• _Short problem_:
From the listing below, extract every line that contains the string "number".

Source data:
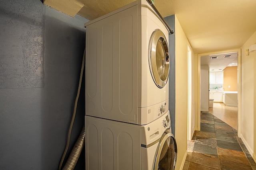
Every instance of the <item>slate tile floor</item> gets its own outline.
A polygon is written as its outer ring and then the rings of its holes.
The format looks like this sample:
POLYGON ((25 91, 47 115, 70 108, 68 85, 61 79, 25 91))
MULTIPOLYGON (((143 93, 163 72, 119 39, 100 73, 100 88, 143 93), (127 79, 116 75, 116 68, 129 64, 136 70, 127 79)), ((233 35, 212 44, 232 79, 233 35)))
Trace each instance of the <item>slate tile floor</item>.
POLYGON ((209 112, 203 112, 201 131, 188 142, 183 170, 256 170, 256 164, 237 131, 209 112))

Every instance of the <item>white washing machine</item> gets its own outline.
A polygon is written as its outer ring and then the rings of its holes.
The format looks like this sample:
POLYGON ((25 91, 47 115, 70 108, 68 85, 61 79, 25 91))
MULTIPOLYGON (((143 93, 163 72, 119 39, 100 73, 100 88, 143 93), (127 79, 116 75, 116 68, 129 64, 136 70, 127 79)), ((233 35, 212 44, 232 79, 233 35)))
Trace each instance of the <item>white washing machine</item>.
POLYGON ((86 170, 174 170, 169 112, 140 125, 86 116, 86 170))
POLYGON ((168 33, 147 2, 84 26, 86 115, 145 125, 167 111, 168 33))

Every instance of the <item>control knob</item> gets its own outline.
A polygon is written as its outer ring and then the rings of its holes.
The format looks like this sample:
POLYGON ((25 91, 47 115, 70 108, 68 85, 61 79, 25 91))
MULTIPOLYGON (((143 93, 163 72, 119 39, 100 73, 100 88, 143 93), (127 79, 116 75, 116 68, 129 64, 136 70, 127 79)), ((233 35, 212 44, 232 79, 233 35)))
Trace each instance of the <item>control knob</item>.
POLYGON ((163 124, 164 125, 164 127, 167 127, 168 126, 168 122, 166 120, 163 120, 163 124))
POLYGON ((164 112, 165 111, 165 106, 164 106, 162 105, 161 105, 160 107, 160 111, 161 111, 161 113, 164 112))

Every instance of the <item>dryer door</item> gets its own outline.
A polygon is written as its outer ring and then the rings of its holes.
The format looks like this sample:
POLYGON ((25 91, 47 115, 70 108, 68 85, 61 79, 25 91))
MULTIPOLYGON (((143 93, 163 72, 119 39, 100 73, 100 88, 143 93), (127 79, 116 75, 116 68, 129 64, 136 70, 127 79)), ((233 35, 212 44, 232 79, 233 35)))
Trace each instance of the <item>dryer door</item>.
POLYGON ((158 149, 154 170, 174 170, 177 161, 177 144, 170 130, 162 136, 158 149))
POLYGON ((162 88, 168 80, 169 69, 169 47, 164 33, 155 30, 148 47, 148 61, 153 79, 156 86, 162 88))

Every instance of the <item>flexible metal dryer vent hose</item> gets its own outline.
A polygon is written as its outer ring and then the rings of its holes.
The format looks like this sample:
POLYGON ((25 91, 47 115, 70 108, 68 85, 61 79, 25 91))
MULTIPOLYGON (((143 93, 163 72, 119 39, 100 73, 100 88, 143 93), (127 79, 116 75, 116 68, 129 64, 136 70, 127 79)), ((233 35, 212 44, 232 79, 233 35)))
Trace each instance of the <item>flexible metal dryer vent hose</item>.
POLYGON ((75 168, 76 162, 79 158, 79 156, 84 145, 85 136, 85 129, 84 125, 79 137, 74 146, 62 170, 73 170, 75 168))

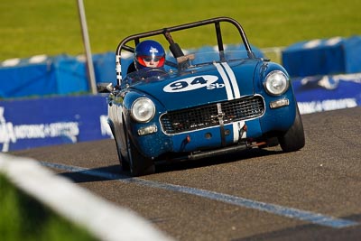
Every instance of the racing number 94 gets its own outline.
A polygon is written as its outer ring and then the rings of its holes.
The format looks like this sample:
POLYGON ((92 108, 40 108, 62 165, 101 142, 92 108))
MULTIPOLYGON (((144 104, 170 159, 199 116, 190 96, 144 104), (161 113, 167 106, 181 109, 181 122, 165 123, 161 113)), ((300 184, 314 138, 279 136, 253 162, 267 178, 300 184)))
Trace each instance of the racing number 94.
POLYGON ((173 81, 163 88, 165 92, 183 92, 207 88, 218 79, 218 76, 202 75, 173 81))

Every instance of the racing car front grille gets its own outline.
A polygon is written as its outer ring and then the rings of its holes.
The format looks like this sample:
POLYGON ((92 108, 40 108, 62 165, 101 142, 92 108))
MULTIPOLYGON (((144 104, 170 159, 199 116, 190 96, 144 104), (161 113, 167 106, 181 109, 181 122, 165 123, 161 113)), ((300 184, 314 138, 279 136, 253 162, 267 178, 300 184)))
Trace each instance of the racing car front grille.
POLYGON ((264 112, 264 99, 260 96, 242 97, 218 104, 168 112, 161 116, 163 131, 168 134, 179 134, 240 120, 260 116, 264 112))

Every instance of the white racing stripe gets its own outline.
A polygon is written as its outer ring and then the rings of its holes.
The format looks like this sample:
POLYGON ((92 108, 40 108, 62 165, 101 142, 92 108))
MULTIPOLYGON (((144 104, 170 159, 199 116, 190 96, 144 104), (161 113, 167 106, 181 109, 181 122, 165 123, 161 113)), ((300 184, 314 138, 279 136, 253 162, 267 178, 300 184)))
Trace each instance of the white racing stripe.
MULTIPOLYGON (((234 143, 238 142, 239 132, 244 125, 245 125, 245 121, 237 121, 237 122, 233 123, 233 141, 234 141, 234 143)), ((245 137, 246 137, 246 132, 244 132, 242 134, 241 139, 244 139, 245 137)))
POLYGON ((231 84, 229 82, 228 77, 227 76, 225 70, 223 70, 222 66, 219 63, 214 63, 214 65, 216 66, 217 70, 218 70, 218 72, 223 79, 223 82, 225 83, 227 99, 228 100, 234 99, 235 97, 233 96, 233 93, 232 93, 231 84))
POLYGON ((241 94, 239 93, 238 83, 236 81, 235 73, 233 72, 232 69, 229 67, 229 65, 227 62, 223 62, 222 65, 225 68, 226 72, 227 73, 229 79, 231 81, 235 98, 239 98, 241 97, 241 94))

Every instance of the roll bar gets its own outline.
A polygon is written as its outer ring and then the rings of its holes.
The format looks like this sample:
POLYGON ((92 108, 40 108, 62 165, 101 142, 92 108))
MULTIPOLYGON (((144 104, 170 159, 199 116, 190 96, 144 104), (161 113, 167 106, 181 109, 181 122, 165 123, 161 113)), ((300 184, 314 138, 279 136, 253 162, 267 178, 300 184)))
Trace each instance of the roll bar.
POLYGON ((176 42, 174 42, 174 41, 172 40, 171 32, 189 29, 189 28, 199 27, 199 26, 203 26, 203 25, 207 25, 207 24, 215 24, 218 51, 223 51, 224 46, 223 46, 223 39, 222 39, 222 33, 221 33, 221 29, 220 29, 221 22, 230 23, 238 30, 239 34, 242 38, 242 42, 245 45, 245 51, 248 53, 248 57, 251 59, 255 58, 254 52, 252 51, 251 46, 248 42, 248 40, 245 36, 245 31, 243 30, 241 24, 237 21, 236 21, 233 18, 230 18, 230 17, 210 18, 210 19, 206 19, 206 20, 198 21, 198 22, 194 22, 194 23, 162 28, 162 29, 159 29, 159 30, 149 31, 149 32, 142 32, 142 33, 137 33, 137 34, 130 35, 130 36, 125 38, 124 40, 122 40, 119 42, 118 46, 116 47, 116 71, 117 84, 120 85, 120 83, 122 81, 122 70, 121 70, 121 52, 122 52, 122 51, 134 52, 134 48, 127 45, 128 42, 134 42, 134 46, 136 46, 140 42, 140 40, 143 38, 148 38, 148 37, 152 37, 152 36, 155 36, 155 35, 164 35, 165 39, 170 43, 170 50, 171 50, 171 53, 173 54, 174 58, 178 58, 178 57, 183 56, 184 54, 183 54, 180 47, 176 42))

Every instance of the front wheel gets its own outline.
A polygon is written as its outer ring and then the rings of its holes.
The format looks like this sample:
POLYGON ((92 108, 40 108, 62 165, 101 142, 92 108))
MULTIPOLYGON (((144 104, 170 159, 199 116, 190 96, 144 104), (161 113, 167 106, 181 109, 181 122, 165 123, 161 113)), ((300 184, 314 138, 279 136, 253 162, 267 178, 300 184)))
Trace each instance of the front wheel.
POLYGON ((278 141, 282 151, 286 153, 298 151, 305 145, 303 124, 297 106, 293 125, 287 132, 278 137, 278 141))
POLYGON ((129 135, 126 133, 126 149, 130 173, 133 177, 149 175, 155 172, 155 165, 149 158, 145 158, 139 153, 129 135))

• _Result_:
Every instance of the racing number 94 gets its own outline.
Trace each instance of the racing number 94.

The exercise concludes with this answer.